## Task material
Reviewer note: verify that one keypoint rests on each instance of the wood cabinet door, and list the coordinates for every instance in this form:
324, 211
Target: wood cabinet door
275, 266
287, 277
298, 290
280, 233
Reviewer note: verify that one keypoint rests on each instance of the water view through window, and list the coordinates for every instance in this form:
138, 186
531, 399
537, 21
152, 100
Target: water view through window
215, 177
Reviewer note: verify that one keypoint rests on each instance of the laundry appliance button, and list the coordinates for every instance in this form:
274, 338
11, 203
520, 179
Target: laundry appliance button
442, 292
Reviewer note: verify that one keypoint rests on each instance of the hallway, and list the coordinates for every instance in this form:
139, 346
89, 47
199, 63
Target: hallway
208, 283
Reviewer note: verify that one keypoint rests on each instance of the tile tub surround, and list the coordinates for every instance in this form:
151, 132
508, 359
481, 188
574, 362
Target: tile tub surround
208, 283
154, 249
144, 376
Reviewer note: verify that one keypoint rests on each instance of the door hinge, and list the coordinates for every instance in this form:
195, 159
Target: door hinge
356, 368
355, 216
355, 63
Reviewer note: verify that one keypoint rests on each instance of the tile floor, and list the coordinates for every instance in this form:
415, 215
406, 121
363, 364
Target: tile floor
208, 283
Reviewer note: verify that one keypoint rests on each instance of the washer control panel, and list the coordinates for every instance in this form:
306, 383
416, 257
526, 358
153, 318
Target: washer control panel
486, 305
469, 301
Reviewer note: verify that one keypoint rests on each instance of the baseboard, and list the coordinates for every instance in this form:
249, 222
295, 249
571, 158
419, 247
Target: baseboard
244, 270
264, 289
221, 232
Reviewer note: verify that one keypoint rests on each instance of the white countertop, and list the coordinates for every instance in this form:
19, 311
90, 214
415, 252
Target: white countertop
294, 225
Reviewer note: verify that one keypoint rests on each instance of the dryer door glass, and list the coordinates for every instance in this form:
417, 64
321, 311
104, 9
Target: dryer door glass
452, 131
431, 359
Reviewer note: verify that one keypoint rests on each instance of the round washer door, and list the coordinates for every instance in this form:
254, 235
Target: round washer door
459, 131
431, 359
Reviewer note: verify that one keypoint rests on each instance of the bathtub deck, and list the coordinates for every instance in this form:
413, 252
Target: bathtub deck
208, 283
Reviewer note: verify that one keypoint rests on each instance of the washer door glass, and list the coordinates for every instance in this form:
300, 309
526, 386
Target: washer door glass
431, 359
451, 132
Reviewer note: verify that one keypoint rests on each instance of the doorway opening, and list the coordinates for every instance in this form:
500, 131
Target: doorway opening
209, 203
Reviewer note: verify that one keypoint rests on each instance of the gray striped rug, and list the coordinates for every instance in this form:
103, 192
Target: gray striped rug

## Exercise brief
Every record must be output again with its wording unchanged.

## Solution to this problem
Reviewer note: verify that one keypoint rests on each instance of the wood cabinet door, and list the coordinates for every instance in this form:
324, 211
Target: wood cabinet door
275, 266
287, 277
298, 290
280, 233
Reviewer note: verify that one keypoint rests on each instance of the water view through window, and list the coordinates for every instance in this form:
138, 186
531, 399
537, 21
152, 100
Target: water view through window
215, 177
Reviewer note: verify that one keypoint rests on each instance of the laundry appliance button, and list the coordinates for every instance in this form:
274, 338
11, 203
520, 179
Target: laundry appliance button
442, 292
Reviewer note: verify that one keypoint rests on each instance of the hallway, and list the coordinates for every instance in this form:
139, 346
89, 47
199, 63
Target: hallway
208, 283
Reviewer note: verify that one keypoint rests on each instance of the tile tub surround, and list the coordinates for every instance in this form:
151, 132
508, 359
481, 188
574, 362
Target: tile tub surround
208, 283
154, 249
144, 376
Reviewer note: verify that one keypoint rests on each instance of the door hinge, and list the coordinates for every instance in this form:
195, 159
Target: door hinge
356, 368
355, 216
355, 63
Reviewer note: verify that one keypoint rests on each instance of the tile floor, and list the coordinates for every instance in this form:
415, 215
406, 121
363, 364
Target: tile floor
208, 283
Reviewer note: verify that one keypoint rests on each instance of the washer control panel, and list the coordinates for every instance in this form:
306, 383
416, 257
526, 358
153, 318
Target: washer control panel
486, 305
469, 301
Reviewer note: verify that one keypoint rests on each instance of the baseboard, and list the coordinates for every instance in this form:
249, 222
295, 249
571, 158
419, 247
Target: baseboard
244, 270
264, 289
221, 232
Reviewer note: verify that one keypoint rests on each instance of the white countertop, and list the coordinates for every instance in this form:
19, 311
90, 214
415, 252
Target: white countertop
294, 225
Reviewer note: verify that one keypoint rests on each instance of the dryer door glass, and list the coordinates for every instance in this form:
417, 64
321, 311
104, 9
Target: dryer door glass
452, 131
431, 359
Reviewer note: verify that one keypoint rests on each instance of the round washer door, and list the coordinates for every instance in this form:
254, 235
Target: round washer door
459, 131
431, 359
Reviewer note: verify that one keypoint rests on each instance of the bathtub deck, and list the coordinates for every instance in this form:
413, 252
Target: bathtub deck
208, 283
Reviewer note: verify that one keypoint rests on each instance of the washer door glass, and list the coordinates for every instance in this form:
300, 309
526, 386
Target: washer door glass
431, 359
451, 132
Reviewer note: verify that one keypoint rests on each instance of the doorway opening, and list the coordinates for every instance in this form:
500, 131
Target: doorway opening
209, 203
Reviewer note: verify that one keypoint rests on each instance of the gray striped rug, and list the coordinates for every instance in this form:
103, 192
Target: gray striped rug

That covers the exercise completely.